• [YOUR GOAL]: Write out as a numbered list the material starting with the line that contains "written like (70,5)." and going on through the line that contains "Target: railroad marker lamp", leaving out any blank lines.

• [PROVIDED ENTRIES]:

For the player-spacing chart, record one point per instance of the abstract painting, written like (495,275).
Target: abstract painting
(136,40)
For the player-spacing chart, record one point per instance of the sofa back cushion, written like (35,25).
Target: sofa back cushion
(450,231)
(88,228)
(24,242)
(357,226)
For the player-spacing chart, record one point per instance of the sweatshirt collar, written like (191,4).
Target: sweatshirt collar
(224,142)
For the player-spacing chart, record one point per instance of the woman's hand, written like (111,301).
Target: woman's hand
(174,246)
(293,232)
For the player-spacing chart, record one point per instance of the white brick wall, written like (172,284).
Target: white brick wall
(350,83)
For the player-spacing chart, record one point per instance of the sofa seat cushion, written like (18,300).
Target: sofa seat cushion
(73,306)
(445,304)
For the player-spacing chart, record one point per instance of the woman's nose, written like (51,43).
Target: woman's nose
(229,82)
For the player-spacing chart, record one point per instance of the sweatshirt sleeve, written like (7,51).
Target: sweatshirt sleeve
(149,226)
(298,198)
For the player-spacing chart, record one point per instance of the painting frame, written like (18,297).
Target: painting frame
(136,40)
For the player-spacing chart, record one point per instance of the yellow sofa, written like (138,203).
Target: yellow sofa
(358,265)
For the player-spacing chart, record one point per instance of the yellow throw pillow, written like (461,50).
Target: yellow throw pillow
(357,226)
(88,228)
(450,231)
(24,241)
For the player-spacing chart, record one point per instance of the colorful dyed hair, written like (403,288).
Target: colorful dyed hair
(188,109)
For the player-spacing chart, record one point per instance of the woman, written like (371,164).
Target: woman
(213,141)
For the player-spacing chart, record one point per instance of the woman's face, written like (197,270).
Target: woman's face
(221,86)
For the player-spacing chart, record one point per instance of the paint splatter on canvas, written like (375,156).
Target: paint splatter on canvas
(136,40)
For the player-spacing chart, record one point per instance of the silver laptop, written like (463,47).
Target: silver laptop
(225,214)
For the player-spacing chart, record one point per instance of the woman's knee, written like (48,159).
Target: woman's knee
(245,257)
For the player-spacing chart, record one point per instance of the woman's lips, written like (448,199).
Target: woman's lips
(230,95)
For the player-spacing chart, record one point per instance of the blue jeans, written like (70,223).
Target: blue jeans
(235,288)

---

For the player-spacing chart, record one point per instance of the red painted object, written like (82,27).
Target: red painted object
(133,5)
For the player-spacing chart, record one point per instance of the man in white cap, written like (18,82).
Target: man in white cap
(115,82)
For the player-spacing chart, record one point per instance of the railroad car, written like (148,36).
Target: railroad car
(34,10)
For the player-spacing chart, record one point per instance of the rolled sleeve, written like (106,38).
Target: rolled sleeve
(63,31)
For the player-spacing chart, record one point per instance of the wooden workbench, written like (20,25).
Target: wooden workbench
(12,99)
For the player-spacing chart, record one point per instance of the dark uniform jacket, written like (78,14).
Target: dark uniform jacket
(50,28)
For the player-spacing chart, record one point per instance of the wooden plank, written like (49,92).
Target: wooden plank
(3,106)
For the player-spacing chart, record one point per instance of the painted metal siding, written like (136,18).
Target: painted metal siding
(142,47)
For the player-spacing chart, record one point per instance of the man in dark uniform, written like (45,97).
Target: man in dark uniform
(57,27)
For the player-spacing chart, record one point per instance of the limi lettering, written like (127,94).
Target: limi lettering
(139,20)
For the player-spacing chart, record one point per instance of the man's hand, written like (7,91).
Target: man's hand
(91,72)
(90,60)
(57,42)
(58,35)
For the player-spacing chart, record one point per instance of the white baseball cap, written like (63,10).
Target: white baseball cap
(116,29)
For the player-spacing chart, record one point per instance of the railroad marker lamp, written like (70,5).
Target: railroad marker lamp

==

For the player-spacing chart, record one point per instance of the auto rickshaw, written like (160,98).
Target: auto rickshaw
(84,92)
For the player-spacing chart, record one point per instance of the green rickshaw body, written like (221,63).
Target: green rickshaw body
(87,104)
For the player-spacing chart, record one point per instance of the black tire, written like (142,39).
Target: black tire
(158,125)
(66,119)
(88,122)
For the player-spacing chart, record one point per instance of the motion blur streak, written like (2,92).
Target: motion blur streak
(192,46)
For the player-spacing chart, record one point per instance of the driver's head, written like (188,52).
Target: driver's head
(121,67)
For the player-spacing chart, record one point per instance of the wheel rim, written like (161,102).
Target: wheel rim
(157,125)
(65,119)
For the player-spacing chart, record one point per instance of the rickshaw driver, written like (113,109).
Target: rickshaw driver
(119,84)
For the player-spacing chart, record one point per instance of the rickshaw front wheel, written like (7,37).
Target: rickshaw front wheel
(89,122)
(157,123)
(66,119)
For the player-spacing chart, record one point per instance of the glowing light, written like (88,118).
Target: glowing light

• [RESULT OF THIS TASK]:
1. For the player-spacing chart, record one point per instance of the railroad marker lamp, written like (70,5).
2. Target: railroad marker lamp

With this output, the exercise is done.